- _List of tasks_:
• a. List every percentage given in the COVID-19 study report.
• b. Resume the COVID-19 study report, writing on from its final sentence about patients over 60.

- _Passage to read_:
Nearly one in 10 patients diagnosed with COVID-19 needed to return to the hospital within a week of discharge from an emergency department visit, according to a new study which assessed data from more than 1,400 patients who were admitted during the first three months of the pandemic.
The study, published in the journal Academic Emergency Medicine, assessed data of COVID-19 patients from the Philadelphia region in the US between March and May 2020.
It found that factors like lower pulse oximetry levels, and fever were some of the most telling symptoms that resulted in return trips that resulted in admission.
“We hope this study helps emergency clinicians have more informed conversations with patients suspected to have COVID-19,” said the study’s lead author Austin Kilaru from the University of Pennsylvania School of Medicine in the US.
“It can be difficult to make this diagnosis and send patients home without knowing if they will get sick in the coming days. This study gives clinicians a few signposts to know how often and when patients may need to return, and what risk factors to pay attention to,” Kilaru said.
In the research, the scientists looked at 1,419 patients who went to an emergency department (ED) between March 1 and May 28, 2020, were discharged, and tested positive for COVID-19 in the seven days surrounding that visit.
According to the study, 4.7 per cent of the patients returned to the hospital and were admitted within just three days for their initial ED visit, and an additional 3.9 per cent were hospitalised within a week. In total, the researchers said 8.6 percent of patients were coming back to the hospital after their first ED visit due to COVID-19.
“We were surprised with the overall rate that patients return and need admission, which is twice that of other illnesses,” Kilaru explained. “The concern is not that emergency physicians are making wrong decisions, but rather that COVID-19 can be unpredictable and turn severe rather quickly,” he added.
Compared to patients in the 18 to 39 years of age range, the researchers said those over 60 were more than five times as likely to require hospitalisation after being discharged from their initial emergency department visit.

- _Data block_:
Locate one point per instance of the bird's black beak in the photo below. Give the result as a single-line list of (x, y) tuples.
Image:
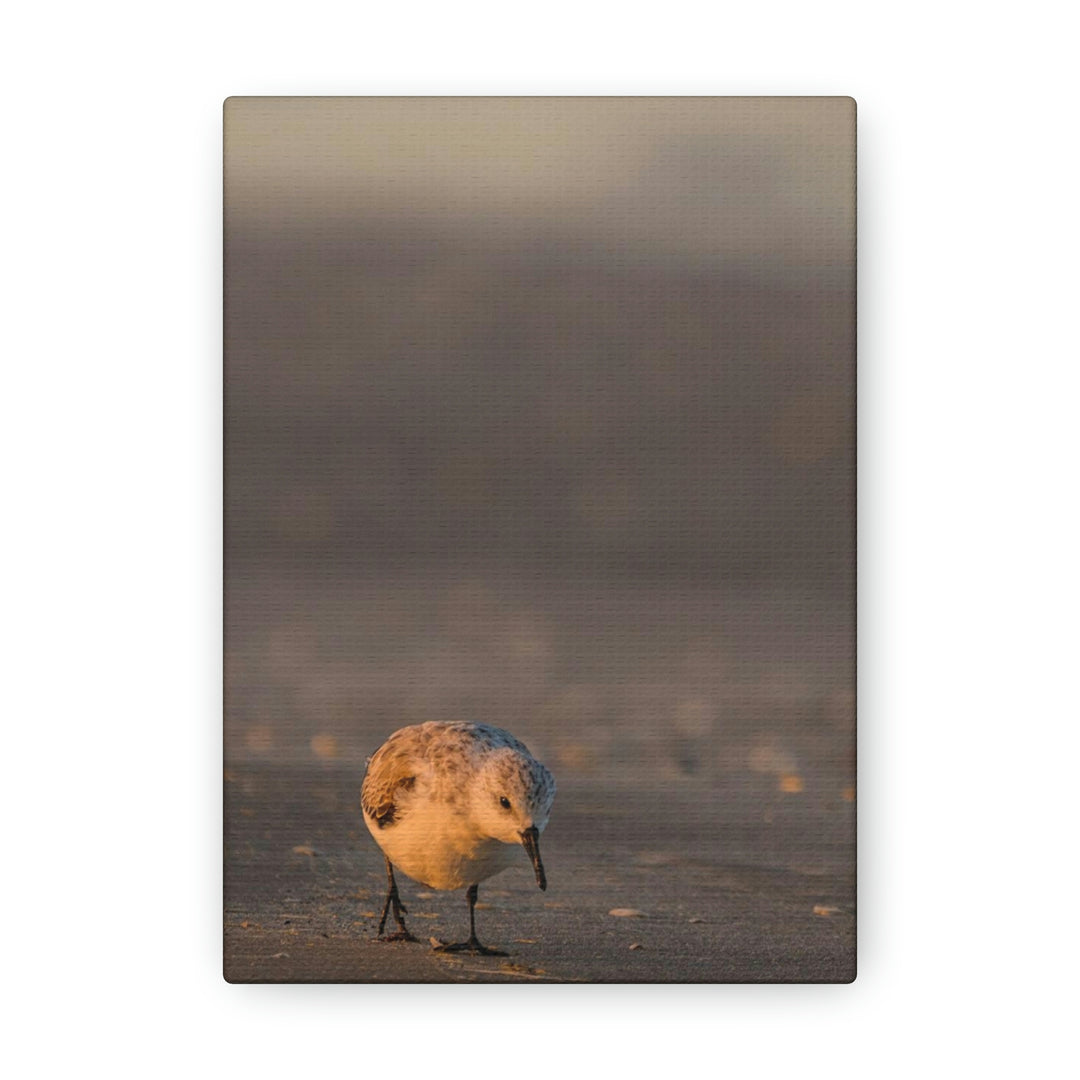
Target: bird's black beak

- _Expected outputs_:
• a. 4.7 per cent, 3.9 per cent, 8.6 percent

• b.
The study noted that people in the 40 to 59 age range were three times as likely to require hospitalisation than the younger group.
When it came to individual symptoms, the researchers said patients of any age with low pulse oximetry readings were about four times as likely to require hospitalisation upon return as compared to those with higher readings.
They said patients with fevers were more than three times as likely as compared to those without.
“If the patient had other factors such as an abnormal chest X-ray, the likelihood of needing to come back to be hospitalised goes up even more,” said the study’s senior author, M. Kit Delgado from the University of Pennsylvania School of Medicine.
However the researchers said there were no signs of differences along racial or gender lines.
“This further contributes to the evidence that the known racial disparities in COVID mortality are not related to differences in care and outcomes among patients once treated in the same hospital system,” Delgado said.
Rather, the disparities are structural related to the higher rates of infection and access to care in low-income communities, which are disproportionately Black and Hispanic,” he added.
The scientists believe the findings can better inform doctors on who is most appropriate for home recovery, and underscored the need for remote monitoring as a useful tool for looking after COVID-19 patients.